[Location identification entries]
begin
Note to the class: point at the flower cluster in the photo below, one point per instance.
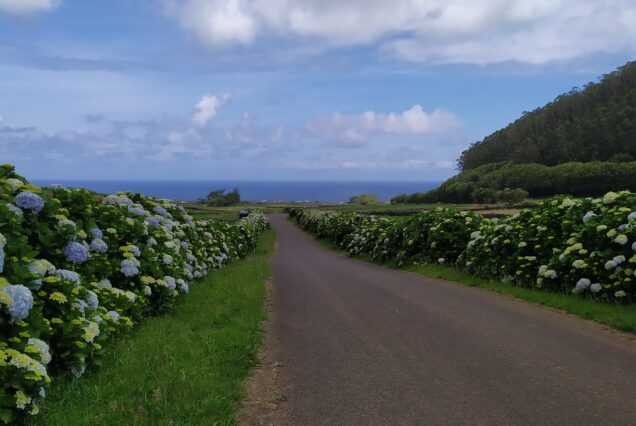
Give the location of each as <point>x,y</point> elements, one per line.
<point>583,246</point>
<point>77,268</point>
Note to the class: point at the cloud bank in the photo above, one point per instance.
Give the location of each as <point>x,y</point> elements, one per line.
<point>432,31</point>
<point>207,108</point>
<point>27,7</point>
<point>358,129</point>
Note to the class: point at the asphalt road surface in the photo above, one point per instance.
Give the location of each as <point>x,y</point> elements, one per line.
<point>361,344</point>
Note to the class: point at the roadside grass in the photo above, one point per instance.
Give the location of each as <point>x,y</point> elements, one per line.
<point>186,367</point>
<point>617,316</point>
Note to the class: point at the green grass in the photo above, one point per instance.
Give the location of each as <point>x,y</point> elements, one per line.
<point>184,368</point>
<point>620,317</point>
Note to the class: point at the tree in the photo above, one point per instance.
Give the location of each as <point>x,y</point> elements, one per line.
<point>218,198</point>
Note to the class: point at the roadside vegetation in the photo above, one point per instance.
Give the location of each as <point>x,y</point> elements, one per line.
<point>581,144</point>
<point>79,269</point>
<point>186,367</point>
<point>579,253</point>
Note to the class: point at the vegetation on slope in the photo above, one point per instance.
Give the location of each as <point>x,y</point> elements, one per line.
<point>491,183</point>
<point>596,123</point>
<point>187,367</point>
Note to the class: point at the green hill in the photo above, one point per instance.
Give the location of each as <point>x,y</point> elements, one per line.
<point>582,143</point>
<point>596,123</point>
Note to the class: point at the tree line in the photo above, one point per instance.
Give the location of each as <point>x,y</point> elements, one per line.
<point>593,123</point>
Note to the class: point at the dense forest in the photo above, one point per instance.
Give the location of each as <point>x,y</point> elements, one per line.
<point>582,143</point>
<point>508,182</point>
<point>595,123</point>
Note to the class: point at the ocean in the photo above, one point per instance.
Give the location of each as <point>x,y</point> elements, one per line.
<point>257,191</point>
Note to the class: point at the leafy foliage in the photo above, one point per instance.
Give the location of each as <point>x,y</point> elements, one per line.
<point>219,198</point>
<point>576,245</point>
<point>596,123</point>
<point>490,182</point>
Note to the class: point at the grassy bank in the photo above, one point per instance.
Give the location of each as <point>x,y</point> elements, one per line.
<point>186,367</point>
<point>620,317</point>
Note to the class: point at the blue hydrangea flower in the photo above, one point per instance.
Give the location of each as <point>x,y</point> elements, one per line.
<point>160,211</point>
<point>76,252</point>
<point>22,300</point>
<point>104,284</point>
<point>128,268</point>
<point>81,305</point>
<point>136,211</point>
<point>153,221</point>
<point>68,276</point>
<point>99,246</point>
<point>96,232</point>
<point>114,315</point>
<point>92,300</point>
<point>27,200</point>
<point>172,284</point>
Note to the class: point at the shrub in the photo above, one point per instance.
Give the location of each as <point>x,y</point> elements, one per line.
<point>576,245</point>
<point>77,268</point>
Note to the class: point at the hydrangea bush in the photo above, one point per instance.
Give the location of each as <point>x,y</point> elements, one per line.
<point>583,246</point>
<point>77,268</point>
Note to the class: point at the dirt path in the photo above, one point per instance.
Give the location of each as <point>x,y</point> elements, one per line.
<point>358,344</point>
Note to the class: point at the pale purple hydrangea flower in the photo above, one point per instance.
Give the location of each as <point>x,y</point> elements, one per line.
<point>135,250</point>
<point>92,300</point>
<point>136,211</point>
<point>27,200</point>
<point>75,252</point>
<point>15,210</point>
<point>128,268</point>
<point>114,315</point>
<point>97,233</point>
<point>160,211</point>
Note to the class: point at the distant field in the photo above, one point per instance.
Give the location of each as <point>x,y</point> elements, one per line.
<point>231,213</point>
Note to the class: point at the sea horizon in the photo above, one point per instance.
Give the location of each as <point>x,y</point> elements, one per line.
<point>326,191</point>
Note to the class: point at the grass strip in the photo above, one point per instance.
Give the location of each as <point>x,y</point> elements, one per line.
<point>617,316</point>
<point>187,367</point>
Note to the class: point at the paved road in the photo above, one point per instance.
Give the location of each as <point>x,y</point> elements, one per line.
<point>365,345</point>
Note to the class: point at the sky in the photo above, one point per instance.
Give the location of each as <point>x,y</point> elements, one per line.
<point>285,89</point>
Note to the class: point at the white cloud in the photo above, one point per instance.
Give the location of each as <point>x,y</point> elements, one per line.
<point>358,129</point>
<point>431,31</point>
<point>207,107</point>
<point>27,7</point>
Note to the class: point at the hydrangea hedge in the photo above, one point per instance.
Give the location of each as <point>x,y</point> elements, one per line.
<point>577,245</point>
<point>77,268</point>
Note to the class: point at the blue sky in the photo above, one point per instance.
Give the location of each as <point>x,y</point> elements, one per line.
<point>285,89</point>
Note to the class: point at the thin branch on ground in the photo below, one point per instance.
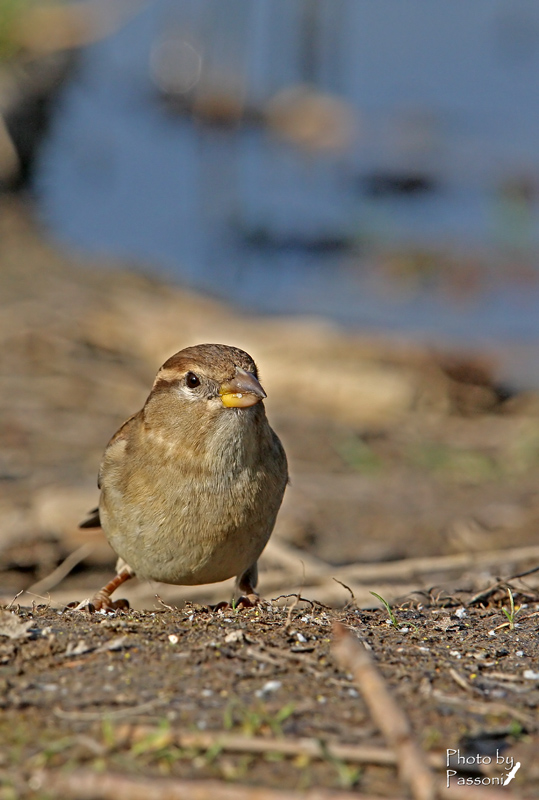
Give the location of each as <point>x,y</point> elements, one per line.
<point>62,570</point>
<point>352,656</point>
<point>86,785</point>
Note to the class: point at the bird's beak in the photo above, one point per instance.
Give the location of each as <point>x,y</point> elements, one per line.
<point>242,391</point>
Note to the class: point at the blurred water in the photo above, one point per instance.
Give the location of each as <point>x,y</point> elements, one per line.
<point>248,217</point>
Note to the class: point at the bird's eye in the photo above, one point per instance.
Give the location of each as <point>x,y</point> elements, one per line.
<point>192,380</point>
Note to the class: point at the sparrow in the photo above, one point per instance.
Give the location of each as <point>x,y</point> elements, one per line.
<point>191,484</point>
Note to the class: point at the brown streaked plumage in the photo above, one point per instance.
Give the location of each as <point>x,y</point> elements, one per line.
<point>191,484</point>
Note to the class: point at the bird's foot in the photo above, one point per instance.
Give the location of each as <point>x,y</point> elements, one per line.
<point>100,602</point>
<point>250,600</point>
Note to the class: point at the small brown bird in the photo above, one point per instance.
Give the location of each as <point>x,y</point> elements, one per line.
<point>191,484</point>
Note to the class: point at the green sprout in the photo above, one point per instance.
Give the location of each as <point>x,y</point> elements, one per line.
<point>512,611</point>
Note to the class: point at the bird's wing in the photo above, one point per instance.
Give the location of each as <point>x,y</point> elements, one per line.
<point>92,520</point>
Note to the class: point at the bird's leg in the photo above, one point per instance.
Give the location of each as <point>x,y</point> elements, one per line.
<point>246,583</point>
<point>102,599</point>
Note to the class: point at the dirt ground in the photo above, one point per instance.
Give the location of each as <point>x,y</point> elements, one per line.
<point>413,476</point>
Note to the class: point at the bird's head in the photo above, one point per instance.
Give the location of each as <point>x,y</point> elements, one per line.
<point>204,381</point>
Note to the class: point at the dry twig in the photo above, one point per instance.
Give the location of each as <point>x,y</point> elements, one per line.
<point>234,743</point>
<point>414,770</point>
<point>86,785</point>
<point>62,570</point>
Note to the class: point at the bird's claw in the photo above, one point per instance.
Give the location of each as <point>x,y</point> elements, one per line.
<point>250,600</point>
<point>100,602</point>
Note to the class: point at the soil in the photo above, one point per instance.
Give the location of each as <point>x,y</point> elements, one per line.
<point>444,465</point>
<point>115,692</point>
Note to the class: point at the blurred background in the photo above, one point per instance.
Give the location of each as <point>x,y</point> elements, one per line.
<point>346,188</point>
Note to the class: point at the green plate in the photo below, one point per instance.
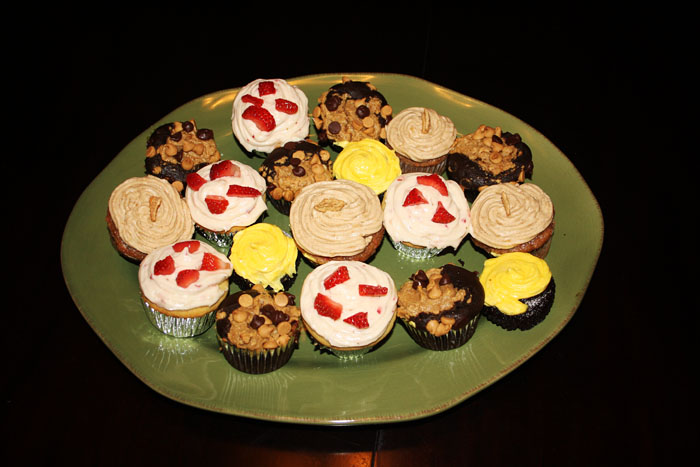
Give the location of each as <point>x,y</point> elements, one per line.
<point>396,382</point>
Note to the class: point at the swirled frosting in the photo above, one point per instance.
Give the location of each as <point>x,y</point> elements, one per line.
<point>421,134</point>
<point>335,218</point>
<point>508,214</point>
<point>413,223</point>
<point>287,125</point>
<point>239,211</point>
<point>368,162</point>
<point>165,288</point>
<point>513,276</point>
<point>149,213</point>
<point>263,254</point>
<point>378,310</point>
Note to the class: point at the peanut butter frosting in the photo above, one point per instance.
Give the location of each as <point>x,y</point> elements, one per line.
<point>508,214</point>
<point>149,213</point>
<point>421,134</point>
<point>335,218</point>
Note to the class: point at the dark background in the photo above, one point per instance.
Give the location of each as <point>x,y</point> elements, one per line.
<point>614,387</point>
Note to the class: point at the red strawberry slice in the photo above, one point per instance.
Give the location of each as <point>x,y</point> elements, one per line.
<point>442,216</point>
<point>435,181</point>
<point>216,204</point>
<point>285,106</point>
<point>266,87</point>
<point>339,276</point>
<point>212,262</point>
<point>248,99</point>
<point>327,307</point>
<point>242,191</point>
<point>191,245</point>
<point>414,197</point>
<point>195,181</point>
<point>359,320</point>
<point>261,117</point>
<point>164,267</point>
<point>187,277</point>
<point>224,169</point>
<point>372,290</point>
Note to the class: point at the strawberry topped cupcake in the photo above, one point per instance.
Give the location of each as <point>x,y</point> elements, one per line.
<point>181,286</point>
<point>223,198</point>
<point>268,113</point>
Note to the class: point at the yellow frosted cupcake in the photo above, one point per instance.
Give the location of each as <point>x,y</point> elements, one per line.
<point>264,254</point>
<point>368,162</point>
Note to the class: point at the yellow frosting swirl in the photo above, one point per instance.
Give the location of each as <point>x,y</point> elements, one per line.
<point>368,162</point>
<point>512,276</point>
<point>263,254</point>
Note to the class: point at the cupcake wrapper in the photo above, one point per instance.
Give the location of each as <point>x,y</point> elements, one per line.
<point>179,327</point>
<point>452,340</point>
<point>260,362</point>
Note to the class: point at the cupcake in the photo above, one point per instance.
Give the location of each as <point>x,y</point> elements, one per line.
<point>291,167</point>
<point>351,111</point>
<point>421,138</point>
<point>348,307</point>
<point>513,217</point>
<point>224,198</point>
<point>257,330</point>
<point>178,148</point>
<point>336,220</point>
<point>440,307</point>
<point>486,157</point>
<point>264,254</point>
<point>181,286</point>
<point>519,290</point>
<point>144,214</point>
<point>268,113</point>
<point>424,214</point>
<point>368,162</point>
end
begin
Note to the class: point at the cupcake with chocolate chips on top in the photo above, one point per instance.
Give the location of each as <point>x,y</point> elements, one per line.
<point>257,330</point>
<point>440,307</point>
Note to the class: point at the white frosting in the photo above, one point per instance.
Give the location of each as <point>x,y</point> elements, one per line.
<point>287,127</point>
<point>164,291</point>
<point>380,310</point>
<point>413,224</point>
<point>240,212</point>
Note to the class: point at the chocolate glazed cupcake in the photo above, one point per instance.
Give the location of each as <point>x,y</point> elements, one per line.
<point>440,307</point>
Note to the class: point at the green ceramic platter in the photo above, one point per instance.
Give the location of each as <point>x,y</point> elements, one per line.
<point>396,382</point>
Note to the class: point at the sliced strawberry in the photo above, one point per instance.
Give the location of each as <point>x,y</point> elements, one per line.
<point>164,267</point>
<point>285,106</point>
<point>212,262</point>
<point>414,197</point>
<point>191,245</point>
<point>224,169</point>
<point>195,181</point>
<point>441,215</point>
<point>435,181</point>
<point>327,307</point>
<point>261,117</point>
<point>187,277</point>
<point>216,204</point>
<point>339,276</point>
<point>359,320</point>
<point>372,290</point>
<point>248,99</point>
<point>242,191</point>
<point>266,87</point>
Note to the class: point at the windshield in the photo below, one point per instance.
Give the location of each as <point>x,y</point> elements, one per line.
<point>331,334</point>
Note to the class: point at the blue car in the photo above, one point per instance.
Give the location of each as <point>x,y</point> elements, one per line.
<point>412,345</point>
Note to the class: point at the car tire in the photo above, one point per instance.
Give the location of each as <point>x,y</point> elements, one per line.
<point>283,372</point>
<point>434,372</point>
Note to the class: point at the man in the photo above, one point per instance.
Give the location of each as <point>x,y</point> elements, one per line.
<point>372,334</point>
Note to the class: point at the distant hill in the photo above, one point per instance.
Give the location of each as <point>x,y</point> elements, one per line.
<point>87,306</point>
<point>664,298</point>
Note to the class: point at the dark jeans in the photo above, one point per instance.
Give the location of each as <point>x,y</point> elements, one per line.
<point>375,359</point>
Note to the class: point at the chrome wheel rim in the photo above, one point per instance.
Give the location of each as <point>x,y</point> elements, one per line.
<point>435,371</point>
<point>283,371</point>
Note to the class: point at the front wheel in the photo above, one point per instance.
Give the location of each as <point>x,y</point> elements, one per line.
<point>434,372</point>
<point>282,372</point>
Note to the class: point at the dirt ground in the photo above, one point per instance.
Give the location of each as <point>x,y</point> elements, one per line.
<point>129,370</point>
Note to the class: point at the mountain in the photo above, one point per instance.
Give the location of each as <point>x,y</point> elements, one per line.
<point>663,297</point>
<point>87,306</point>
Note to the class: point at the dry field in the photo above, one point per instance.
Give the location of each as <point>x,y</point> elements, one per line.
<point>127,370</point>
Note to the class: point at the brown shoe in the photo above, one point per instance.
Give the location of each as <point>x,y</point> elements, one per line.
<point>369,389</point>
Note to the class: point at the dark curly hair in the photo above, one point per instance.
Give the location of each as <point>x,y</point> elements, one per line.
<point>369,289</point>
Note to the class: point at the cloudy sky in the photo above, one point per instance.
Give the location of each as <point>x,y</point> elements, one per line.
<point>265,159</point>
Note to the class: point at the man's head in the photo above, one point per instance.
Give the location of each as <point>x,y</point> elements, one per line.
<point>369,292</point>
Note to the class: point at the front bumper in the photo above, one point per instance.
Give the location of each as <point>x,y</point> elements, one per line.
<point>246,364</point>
end
begin
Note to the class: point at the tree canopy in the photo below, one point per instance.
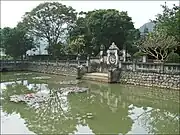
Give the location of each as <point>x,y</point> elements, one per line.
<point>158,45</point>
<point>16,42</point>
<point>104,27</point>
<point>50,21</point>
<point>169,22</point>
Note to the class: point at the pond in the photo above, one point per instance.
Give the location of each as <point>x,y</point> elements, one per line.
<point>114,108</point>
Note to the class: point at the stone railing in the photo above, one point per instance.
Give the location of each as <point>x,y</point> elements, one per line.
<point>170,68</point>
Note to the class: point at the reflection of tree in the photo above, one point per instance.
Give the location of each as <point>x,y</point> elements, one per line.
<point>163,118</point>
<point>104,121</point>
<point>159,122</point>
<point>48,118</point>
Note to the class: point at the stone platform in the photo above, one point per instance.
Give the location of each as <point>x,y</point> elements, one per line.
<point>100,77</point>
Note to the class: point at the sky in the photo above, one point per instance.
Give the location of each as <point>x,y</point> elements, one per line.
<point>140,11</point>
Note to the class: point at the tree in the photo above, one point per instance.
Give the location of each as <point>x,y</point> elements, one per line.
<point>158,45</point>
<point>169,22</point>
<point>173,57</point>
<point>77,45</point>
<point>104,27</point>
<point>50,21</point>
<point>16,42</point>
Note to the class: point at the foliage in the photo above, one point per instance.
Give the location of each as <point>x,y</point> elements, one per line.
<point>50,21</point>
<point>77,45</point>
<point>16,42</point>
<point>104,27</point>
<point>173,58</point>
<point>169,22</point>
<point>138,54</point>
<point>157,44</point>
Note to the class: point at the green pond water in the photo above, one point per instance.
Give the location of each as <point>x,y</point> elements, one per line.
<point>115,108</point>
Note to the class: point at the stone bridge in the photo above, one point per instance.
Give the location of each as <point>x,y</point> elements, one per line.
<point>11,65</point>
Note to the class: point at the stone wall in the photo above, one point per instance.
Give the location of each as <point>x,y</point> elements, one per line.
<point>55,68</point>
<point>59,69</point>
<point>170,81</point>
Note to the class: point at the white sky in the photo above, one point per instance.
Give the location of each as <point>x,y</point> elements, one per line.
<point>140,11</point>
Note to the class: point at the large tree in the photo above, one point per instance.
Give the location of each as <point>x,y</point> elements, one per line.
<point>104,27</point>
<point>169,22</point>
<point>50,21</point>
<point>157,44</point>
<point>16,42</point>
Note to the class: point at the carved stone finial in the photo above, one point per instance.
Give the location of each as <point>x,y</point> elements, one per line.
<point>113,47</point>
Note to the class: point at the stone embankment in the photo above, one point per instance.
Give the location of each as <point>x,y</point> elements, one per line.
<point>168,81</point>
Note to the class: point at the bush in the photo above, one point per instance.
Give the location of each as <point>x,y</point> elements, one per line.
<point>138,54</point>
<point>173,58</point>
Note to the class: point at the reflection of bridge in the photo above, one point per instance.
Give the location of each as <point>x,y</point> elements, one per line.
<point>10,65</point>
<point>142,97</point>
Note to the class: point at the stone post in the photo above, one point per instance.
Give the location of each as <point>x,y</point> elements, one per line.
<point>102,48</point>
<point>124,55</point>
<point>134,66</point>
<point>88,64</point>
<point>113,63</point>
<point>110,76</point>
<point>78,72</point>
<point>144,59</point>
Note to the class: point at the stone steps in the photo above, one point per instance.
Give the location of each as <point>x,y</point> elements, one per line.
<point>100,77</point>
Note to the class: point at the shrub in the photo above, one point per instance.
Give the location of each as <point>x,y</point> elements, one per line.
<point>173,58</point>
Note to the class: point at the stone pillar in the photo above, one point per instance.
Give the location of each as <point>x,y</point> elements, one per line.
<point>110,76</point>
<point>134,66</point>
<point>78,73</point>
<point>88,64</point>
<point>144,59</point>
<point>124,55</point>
end
▶ [Job] Count the lines above that contain the word "roadside" and give only the number.

▶ [Task answer] 2